◆ STATED EXERCISE A: Reproduce the entire forum post below, word for word.

◆ EXTRACT PROVIDED:
>> BEGIN

Post by vineviz » Sat Jun 02, 2018 11:33 am

RobinsEggBlue wrote:
Sat Jun 02, 2018 8:50 am
His next set of stocks vest in November and we're trying to figure out what to do going forward. The stock goes into a Raymond James account. Do we need to transfer it to a Vanguard account and then sell it all and buy index funds or target retirement date funds? Any other thoughts or suggestions? Including strategies of what to do with the older Amazon stock with a ton of gains? We're in our mid 30s, so retirement is not on the horizon.
Strong +1 to the recommendation to contact a CPA before doing anything else. By way of benchmark though, no competent financial advisor would ever feel comfortable with a client having more than 10-15% of their net worth in a single stock. ESPECIALLY stock in a company that the client works for.

>> END

◆ STATED EXERCISE B: Count the lines in the rows below that contain the string "grassy". Reply with the number only.

◆ Excerpts from a point labeling dataset:
>> BEGIN

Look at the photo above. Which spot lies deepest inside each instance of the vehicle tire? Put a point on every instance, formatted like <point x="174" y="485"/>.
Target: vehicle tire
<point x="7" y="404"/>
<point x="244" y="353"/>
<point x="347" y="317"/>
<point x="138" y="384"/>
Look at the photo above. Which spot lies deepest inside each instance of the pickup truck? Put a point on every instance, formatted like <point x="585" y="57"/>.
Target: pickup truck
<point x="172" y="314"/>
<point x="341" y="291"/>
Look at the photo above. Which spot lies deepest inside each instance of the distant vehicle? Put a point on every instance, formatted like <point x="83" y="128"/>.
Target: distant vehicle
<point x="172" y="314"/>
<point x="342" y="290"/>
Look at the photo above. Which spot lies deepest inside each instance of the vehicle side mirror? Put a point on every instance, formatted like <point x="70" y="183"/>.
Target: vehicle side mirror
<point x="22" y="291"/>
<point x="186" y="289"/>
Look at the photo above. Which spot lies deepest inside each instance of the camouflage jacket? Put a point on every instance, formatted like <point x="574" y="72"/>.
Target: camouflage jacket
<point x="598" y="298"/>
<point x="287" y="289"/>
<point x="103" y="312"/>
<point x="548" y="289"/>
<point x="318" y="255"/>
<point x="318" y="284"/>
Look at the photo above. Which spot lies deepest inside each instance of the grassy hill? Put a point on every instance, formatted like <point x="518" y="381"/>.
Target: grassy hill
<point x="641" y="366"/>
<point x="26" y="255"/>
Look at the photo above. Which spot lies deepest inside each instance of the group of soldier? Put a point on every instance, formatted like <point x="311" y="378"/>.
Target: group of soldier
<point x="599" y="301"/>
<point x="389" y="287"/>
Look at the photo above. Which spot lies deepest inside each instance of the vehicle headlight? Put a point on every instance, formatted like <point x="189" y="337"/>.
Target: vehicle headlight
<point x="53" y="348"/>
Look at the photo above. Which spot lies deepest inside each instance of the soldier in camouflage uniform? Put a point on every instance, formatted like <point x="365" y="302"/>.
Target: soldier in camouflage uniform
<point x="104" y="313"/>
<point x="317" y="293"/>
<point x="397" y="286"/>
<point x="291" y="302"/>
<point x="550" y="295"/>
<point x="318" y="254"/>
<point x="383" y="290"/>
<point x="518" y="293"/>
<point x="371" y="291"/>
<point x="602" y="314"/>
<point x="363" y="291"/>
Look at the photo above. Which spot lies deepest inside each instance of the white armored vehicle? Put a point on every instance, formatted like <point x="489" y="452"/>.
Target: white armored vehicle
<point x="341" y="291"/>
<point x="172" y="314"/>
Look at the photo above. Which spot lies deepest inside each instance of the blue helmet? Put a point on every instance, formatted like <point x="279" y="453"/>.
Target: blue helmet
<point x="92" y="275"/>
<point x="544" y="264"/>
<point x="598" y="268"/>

>> END

◆ WRITTEN REPLY A:
Post by vineviz » Sat Jun 02, 2018 11:33 am

RobinsEggBlue wrote:
Sat Jun 02, 2018 8:50 am
His next set of stocks vest in November and we're trying to figure out what to do going forward. The stock goes into a Raymond James account. Do we need to transfer it to a Vanguard account and then sell it all and buy index funds or target retirement date funds? Any other thoughts or suggestions? Including strategies of what to do with the older Amazon stock with a ton of gains? We're in our mid 30s, so retirement is not on the horizon.
Strong +1 to the recommendation to contact a CPA before doing anything else. By way of benchmark though, no competent financial advisor would ever feel comfortable with a client having more than 10-15% of their net worth in a single stock. ESPECIALLY stock in a company that the client works for.

◆ WRITTEN REPLY B: 2